* EXTRACT:
You can argue that “World Enough and Time” is even darker and more grim and horrifying – I was certainly surprised that the BBC felt comfortable airing this before 7pm at night in the UK. The suffering patients on the hospital ward (whose agonised pleas for help are ‘treated’ by having their voice speakers turned off so that they don’t disturb anyone) is particularly traumatic. However this time around Moffat avoids linking the bandaged patients with anyone the audience might identify with in the ‘real world’ as had been the case in “Dark Water”, and for this reason I didn’t have any of the same issues with this week’s story as I did with its predecessor.
“Dark Water” memorably began with a fatal accident for a recurring character who had been carefully built up over the course of season 8. Danny Pink ended up being converted into a Cyberman, while retaining aspects of his previous existence. And in a final strong resonance between the stories, “World Enough and Time” does exactly the same: in this case it’s Bill, shot by a panicked crewmen and left with a devastating (and chillingly rendered) injury. It’s a shock played out in slow motion over more than a minute, as though the episode is daring us to believe it’s still somehow all going to be alright and that it didn’t really happen. It’s written, directed and performed to perfection by everyone involved – but at the same time, the moment has also been slightly spoilered in advance.
It’s been rumoured for some time now that Bill Potts is a single-series companion (like Martha and Donna before her) and that Pearl Mackie would end up leaving the show at the same time as Capaldi and Moffat, to give new showrunner Chris Chibnall a clean slate when it comes to series 11 just as Moffat himself was able to start with a new Doctor (Matt Smith) and a new companion (Amy Pond) in 2010. It’s not even as if the advance publicity for “World Enough and Time” did anything to help dispel this sense of impending doom. Moffat himself was quoted as saying that the Doctor “witnesses the death of someone he is pledged to protect.” I thought there might be a twist and it would turn out to be Nardole or Missy, but no – it really was Bill all along after all, just like everyone had presumed. At least “Dark Water” had managed to keep Danny Pink’s similar fate a genuine out-of-the-blue surprise.

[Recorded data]
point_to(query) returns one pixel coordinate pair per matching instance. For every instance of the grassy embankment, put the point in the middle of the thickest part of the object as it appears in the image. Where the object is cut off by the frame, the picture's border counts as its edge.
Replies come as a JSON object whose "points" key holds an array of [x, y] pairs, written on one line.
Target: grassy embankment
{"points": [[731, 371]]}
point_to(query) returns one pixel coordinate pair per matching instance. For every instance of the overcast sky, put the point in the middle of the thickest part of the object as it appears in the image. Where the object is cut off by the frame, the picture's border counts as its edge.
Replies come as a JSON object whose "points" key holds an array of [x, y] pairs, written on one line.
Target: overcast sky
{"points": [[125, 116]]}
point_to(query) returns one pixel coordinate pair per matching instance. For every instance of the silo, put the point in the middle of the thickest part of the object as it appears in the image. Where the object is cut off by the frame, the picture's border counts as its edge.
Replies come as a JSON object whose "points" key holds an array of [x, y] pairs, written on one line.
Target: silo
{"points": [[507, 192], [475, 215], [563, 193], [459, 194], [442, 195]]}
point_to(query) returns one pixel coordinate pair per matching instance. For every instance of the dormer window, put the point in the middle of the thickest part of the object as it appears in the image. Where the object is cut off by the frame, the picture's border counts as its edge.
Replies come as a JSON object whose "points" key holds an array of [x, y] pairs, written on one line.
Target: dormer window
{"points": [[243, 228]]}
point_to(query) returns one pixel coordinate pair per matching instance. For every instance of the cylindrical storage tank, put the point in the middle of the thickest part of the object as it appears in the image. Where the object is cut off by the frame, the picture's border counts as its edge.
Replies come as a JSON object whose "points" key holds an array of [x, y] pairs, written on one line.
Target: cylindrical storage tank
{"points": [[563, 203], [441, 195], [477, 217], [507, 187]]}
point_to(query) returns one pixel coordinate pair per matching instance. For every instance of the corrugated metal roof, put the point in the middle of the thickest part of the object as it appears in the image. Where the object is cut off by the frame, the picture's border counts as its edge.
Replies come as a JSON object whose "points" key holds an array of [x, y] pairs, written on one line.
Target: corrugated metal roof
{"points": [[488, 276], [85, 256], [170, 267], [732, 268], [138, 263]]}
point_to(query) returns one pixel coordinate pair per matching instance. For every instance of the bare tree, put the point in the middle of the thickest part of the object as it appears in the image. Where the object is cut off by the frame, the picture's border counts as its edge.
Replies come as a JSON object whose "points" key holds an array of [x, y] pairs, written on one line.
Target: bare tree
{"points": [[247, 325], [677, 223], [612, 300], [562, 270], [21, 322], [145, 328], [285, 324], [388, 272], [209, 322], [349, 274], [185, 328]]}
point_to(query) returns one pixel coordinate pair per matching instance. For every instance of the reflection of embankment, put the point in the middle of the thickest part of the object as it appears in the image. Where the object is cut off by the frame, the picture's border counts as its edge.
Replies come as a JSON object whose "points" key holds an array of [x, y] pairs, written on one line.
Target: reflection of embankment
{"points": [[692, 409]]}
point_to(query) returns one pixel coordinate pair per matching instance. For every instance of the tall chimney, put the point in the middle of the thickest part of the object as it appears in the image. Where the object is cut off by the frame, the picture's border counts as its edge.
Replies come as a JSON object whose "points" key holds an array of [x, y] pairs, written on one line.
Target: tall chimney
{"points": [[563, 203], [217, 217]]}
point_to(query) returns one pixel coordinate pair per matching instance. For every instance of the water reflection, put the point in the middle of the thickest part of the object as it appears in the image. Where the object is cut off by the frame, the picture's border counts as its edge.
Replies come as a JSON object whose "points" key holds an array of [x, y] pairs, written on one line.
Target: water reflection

* TASK LIST:
A: According to the review of "World Enough and Time," what did Moffat say the Doctor witnesses?
B: Carry on the review of "World Enough and Time" from the point where it stops.
The records were taken from a separate source.

* ANSWERS GIVEN:
A: The death of someone he is pledged to protect.

B:
You’ll be relieved to hear that we are arriving at our destination, and the end of our epic review of a momentous episode of Doctor Who. For those who have skipped over the last few paragraphs, I’ll conclude with a summary of the findings: that while “World Enough and Time” is an incredibly well written and well directed story, with great performances as ever from all concerned, it does suffer from the fact that (a) so much had already leaked out which reduced the impact, and (b) the story stuck so close in so many respects to “Dark Water”.
Did I just hear you say in response that ‘those are very minor criticisms of something you called magnificent at the start’? If so, then I quite agree.
And for that reason my initial one-word review of “World Enough and Time” also proudly stands as the final verdict of one of the best episodes of this or indeed any other season of Doctor Who. That is, unless by some chance the second part of the story – “The Doctor Falls”, next week’s super-sized final instalment of season 10 – manages to be even better. If it does, then I’m hoping to get to use the one-word review ‘Masterful’ for obvious punning reasons. You have been warned.
Rating: ★ ★ ★ ★ 1/2
Doctor Who continues on BBC One on Saturday evenings. The first six episodes are now available on DVD and Blu-ray, with the second half of the season following on July 17 2017. A complete series 10 boxset is expected later in the year.